PASSAGE FOURNI:
C'est écrit noir sur blanc, mais nous allons le décomposer en deux parties pour mieux comprendre ce qu'il dit :
- La politique est mauvaise
- La politique doit être changée immédiatement ou les dommages causés aux États-Unis et à leurs alliés seront graves et permanents. (« Les négociations doivent commencer dans les deux prochains mois »)
Cela peut sembler trop apocalyptique pour certains, mais je pense que Kissinger a raison. Après tout, regardez les changements colossaux que le monde a déjà connus depuis le début du conflit ; les perturbations des lignes d'approvisionnement, les pénuries alimentaires et énergétiques, et le recul du projet de mondialisation. De grands changements, je dirais, mais ils ne sont probablement que la partie émergée de l'iceberg. La vraie douleur est encore devant nous.
À quoi ressemblera cet hiver, lorsque les factures de chauffage des ménages s'envoleront, que les industries européennes succomberont à la hausse des coûts énergétiques, que le chômage atteindra les niveaux de la Grande Dépression et que les coupures de courant deviendront une caractéristique régulière de la vie en Occident ? C'est ce que l'avenir réserve à l'Europe et à l'Amérique si la politique n'est pas inversée et si un accord négocié n'est pas rapidement conclu.
Poutine a déjà déclaré que la Russie ne se mettrait pas dans une position où elle serait à nouveau dépendante de l'Europe sur le plan économique. Cette époque est révolue. Au lieu de cela, il redirige les flux énergétiques critiques vers la Chine, l'Inde et au-delà. L'Europe n'est plus un client prioritaire, en fait, elle est devenue une menace pour la survie de la Russie, ce qui signifie que la Russie continuera à réorienter sa production vers l'Est.
Quel impact cela aura-t-il sur l'Europe ?
C'est simple. L'Europe va payer son énergie plus cher que n'importe quel autre pays du monde. C'est le choix qu'elle a fait en ignorant les exigences légitimes de la Russie en matière de sécurité, et c'est le résultat avec lequel elle devra vivre.
Voici donc ce que vous devez savoir :
- En 2021, la Russie a fourni 40% de tout le gaz naturel consommé dans l'UE.
- En 2021, la Russie a fourni plus de 25% du pétrole consommé dans l'UE.

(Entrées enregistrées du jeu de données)
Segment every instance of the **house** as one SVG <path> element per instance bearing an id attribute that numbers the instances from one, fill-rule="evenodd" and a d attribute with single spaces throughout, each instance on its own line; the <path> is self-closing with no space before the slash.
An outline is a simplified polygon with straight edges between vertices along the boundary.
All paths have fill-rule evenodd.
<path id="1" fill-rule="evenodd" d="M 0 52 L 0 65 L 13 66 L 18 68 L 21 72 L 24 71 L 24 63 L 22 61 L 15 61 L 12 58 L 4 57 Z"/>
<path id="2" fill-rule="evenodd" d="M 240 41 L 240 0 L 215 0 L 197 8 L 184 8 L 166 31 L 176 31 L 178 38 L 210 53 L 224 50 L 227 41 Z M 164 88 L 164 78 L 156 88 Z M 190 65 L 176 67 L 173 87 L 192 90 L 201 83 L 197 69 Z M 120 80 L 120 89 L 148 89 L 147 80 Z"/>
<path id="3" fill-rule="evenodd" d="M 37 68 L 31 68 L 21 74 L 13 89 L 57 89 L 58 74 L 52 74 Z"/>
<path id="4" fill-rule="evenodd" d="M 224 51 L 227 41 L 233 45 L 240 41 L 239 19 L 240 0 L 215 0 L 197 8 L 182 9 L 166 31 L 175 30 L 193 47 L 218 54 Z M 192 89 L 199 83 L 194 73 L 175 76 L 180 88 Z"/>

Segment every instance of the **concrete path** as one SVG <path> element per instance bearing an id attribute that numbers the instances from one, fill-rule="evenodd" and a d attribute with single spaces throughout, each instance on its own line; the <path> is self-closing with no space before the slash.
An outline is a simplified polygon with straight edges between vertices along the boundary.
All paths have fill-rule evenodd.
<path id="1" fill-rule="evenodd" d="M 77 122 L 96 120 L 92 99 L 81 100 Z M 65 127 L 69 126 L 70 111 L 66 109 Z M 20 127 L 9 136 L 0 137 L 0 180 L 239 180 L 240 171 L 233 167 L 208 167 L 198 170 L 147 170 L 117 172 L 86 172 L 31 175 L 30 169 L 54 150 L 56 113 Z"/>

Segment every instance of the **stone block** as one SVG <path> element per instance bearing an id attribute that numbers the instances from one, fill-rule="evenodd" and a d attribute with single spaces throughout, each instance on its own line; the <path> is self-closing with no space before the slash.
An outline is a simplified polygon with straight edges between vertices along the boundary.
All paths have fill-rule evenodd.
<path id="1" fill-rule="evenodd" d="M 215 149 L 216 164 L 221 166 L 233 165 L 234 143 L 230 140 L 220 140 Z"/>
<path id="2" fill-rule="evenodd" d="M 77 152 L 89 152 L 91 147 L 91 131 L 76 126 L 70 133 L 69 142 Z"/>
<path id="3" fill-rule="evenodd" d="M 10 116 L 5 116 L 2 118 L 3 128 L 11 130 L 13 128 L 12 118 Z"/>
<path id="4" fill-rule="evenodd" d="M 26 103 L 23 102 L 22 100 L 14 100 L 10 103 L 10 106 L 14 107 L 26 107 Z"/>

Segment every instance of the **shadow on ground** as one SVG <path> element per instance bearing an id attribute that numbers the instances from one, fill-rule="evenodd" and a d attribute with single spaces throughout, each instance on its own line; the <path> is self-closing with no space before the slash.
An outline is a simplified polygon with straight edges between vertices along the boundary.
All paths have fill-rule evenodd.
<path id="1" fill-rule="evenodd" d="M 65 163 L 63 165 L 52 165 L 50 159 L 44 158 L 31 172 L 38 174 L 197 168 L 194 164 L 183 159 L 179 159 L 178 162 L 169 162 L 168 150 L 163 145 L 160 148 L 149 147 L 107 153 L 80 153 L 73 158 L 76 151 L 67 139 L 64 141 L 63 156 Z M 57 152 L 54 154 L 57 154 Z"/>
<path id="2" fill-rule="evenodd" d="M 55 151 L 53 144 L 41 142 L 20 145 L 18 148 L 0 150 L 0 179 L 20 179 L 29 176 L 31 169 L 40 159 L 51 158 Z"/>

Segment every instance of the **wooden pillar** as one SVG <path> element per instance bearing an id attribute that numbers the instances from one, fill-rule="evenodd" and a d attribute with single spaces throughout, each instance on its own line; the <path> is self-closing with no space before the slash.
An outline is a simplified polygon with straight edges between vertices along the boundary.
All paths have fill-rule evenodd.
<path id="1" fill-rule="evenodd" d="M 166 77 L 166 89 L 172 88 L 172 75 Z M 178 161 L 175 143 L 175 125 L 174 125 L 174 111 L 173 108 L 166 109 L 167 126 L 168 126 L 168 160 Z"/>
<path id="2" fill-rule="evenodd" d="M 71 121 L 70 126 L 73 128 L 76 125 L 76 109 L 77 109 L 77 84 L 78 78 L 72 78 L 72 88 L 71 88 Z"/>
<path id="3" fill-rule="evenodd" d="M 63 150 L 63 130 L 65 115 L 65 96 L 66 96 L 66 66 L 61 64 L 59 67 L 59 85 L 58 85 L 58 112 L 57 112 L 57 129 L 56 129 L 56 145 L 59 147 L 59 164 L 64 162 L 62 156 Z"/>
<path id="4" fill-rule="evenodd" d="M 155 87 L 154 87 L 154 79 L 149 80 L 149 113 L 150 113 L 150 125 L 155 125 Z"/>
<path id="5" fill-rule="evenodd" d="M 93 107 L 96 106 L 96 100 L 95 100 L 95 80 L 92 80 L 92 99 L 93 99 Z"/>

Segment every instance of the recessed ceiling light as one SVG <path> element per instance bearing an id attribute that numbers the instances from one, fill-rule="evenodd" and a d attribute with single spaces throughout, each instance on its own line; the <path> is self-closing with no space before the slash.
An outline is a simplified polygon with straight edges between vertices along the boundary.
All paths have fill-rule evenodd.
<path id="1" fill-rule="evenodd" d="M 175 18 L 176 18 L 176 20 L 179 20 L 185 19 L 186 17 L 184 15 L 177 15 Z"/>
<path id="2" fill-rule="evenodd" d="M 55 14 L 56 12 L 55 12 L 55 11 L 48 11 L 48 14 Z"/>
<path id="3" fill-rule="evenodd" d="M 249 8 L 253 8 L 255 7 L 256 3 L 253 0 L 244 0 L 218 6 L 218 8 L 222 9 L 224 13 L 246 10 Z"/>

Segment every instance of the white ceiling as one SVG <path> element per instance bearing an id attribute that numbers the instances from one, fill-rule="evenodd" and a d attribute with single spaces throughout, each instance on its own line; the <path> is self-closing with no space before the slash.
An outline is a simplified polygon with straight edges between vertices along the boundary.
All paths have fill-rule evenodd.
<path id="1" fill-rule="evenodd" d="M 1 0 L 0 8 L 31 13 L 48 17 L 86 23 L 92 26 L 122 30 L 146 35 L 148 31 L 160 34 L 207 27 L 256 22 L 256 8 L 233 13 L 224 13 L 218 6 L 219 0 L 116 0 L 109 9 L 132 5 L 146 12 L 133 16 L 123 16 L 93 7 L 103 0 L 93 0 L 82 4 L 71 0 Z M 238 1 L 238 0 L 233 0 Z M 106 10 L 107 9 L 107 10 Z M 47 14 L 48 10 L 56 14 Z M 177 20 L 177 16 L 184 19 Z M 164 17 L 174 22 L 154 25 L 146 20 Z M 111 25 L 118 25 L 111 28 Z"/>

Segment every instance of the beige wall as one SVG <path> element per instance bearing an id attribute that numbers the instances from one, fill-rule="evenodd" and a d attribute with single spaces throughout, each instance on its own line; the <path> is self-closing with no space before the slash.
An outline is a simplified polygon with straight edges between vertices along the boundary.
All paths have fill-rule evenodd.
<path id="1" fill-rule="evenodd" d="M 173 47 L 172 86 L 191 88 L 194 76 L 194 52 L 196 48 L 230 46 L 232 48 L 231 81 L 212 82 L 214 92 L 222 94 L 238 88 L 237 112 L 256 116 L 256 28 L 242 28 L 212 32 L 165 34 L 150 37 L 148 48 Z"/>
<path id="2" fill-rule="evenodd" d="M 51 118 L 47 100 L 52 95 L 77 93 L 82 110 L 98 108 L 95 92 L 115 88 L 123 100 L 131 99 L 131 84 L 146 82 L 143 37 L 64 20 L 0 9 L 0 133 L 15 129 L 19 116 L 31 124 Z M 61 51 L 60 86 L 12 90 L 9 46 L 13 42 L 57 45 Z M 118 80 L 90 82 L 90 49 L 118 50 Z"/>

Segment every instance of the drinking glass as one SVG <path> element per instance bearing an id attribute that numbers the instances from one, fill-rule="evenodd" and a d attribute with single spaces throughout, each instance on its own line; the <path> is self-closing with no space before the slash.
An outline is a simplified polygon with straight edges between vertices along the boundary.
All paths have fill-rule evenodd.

* * *

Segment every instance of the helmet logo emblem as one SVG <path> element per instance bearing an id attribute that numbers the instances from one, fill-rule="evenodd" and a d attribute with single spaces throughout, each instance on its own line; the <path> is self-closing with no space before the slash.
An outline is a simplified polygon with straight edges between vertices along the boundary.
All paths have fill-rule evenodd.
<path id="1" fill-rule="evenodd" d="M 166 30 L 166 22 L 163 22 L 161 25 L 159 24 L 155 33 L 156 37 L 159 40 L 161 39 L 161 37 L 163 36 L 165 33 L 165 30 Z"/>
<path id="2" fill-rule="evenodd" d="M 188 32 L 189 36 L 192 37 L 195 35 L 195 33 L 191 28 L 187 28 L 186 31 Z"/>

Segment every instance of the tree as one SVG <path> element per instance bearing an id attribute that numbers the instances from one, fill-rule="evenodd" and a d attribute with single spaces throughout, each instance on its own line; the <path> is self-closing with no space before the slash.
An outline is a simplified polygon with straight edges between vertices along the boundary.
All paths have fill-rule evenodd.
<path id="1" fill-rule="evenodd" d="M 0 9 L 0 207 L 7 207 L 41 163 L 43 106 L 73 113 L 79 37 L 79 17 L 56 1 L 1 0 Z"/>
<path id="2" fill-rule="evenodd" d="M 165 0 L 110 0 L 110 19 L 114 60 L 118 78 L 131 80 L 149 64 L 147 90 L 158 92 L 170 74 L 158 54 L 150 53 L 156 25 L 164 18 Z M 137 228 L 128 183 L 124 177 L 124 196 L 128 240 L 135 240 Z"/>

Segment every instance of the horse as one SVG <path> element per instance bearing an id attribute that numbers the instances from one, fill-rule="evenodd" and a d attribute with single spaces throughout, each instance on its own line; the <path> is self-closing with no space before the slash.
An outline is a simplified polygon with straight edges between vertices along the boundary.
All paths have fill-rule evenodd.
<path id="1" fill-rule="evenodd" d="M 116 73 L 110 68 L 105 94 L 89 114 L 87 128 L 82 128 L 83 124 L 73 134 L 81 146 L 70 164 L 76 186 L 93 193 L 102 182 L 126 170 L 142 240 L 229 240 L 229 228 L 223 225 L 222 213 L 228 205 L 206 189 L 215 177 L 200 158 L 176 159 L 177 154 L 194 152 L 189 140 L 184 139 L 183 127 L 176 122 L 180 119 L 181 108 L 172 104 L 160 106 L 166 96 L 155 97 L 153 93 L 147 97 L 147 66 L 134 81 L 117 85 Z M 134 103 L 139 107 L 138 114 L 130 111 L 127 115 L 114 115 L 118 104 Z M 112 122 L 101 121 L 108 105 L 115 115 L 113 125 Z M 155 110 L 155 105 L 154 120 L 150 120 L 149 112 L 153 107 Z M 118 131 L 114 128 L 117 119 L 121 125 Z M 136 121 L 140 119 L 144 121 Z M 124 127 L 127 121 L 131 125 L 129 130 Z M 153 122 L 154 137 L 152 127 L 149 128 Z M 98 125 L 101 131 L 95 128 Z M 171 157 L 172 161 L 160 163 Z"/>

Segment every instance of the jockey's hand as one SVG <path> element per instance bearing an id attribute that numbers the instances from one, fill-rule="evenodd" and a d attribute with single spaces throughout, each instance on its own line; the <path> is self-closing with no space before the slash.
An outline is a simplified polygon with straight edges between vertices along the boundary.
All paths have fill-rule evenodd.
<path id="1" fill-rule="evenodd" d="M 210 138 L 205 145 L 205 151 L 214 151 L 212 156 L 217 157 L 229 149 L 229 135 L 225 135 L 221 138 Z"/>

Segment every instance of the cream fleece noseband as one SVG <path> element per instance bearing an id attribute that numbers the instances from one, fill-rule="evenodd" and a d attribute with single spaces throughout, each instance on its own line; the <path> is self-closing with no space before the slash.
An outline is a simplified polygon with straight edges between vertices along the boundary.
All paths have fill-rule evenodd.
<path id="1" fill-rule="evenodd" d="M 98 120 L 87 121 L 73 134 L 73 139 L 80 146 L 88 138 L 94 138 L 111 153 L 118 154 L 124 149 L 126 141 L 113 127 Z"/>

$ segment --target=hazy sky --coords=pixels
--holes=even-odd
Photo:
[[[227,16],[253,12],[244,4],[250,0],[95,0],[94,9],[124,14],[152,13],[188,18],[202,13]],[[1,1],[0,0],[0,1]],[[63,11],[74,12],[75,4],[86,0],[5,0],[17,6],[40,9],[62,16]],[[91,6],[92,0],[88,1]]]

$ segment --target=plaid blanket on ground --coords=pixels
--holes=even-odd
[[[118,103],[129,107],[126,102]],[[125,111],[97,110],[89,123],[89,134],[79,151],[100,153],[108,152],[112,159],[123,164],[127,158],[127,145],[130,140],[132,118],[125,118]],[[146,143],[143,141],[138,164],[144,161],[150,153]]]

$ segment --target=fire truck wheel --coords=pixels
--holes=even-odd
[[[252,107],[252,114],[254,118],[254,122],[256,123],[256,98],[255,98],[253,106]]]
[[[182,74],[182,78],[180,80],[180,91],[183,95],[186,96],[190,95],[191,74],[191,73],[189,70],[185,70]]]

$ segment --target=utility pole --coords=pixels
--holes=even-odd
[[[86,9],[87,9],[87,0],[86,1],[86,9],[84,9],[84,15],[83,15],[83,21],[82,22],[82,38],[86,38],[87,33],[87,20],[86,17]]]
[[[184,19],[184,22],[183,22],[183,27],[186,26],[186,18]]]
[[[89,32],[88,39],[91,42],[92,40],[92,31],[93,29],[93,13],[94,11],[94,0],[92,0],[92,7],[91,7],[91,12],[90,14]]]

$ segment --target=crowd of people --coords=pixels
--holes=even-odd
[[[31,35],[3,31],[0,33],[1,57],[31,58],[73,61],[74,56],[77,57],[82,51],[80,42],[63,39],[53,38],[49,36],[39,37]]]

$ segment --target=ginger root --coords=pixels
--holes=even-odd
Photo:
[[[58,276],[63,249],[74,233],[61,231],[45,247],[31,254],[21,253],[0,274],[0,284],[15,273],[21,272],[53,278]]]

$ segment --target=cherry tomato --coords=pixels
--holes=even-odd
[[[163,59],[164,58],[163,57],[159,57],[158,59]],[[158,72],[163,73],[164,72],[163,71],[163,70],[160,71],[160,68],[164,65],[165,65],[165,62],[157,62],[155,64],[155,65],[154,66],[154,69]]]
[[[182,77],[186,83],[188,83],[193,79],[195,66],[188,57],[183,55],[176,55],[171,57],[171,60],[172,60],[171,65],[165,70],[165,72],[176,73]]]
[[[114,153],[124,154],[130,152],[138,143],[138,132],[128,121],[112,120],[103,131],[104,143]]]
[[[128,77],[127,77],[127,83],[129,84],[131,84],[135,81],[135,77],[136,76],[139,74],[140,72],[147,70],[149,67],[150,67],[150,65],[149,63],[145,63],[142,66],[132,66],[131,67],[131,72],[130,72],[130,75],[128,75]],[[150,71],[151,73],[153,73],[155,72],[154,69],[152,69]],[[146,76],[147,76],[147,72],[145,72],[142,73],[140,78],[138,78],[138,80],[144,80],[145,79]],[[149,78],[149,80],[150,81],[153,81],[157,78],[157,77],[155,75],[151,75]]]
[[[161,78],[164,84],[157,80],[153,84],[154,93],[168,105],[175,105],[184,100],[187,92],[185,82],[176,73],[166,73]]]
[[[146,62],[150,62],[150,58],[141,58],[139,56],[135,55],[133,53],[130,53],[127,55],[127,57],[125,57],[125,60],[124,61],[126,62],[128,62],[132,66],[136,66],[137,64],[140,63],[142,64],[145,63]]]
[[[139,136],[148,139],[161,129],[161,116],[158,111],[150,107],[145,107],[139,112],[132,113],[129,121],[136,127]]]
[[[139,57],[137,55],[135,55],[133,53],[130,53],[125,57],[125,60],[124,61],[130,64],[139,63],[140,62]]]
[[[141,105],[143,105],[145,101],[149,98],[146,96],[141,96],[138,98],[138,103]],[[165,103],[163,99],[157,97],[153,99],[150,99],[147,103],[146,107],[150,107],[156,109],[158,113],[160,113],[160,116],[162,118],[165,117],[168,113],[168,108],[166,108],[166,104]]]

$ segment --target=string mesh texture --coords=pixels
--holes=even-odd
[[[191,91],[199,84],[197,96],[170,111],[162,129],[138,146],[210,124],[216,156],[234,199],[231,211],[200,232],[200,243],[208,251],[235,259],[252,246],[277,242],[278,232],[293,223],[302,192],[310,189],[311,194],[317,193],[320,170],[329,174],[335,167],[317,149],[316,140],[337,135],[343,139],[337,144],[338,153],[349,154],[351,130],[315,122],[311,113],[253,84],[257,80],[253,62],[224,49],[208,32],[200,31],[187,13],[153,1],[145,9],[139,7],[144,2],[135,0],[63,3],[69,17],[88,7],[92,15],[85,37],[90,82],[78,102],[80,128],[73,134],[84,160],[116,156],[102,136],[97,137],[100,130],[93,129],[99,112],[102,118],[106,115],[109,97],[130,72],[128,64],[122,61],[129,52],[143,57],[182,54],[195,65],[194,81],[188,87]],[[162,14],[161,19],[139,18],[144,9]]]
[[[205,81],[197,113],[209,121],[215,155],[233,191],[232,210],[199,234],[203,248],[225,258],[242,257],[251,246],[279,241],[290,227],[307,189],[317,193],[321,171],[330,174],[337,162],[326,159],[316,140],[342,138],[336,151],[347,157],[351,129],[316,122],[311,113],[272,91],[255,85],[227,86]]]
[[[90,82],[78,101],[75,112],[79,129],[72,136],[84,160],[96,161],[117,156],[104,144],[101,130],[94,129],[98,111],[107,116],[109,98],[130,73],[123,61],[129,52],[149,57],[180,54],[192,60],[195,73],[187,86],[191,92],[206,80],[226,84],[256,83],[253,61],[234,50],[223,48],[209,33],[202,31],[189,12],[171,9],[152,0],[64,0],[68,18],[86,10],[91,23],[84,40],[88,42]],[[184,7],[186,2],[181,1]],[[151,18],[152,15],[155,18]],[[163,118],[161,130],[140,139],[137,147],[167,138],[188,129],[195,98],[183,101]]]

CONSIGNES ÉCRITES:
- a) Pour chacune des affirmations suivantes, indiquez si elle concorde avec le passage fourni en répondant par oui ou par non, puis citez textuellement les mots du passage qui tranchent la question : (i) en 2021, la Russie a fourni 40 % de tout le gaz naturel consommé dans l'UE ; (ii) Poutine redirige les flux énergétiques critiques vers les États-Unis ; (iii) les négociations doivent commencer dans les six prochains mois.
- b) Reproduisez fidèlement la portion du passage fourni qui commence par « Poutine a déjà » et se termine par « production vers l'Est. ».

RÉPONSES ATTENDUES:
- a)
(i) Oui : « En 2021, la Russie a fourni 40% de tout le gaz naturel consommé dans l'UE. »
(ii) Non : « il redirige les flux énergétiques critiques vers la Chine, l'Inde et au-delà. »
(iii) Non : « Les négociations doivent commencer dans les deux prochains mois »

- b)
Poutine a déjà déclaré que la Russie ne se mettrait pas dans une position où elle serait à nouveau dépendante de l'Europe sur le plan économique. Cette époque est révolue. Au lieu de cela, il redirige les flux énergétiques critiques vers la Chine, l'Inde et au-delà. L'Europe n'est plus un client prioritaire, en fait, elle est devenue une menace pour la survie de la Russie, ce qui signifie que la Russie continuera à réorienter sa production vers l'Est.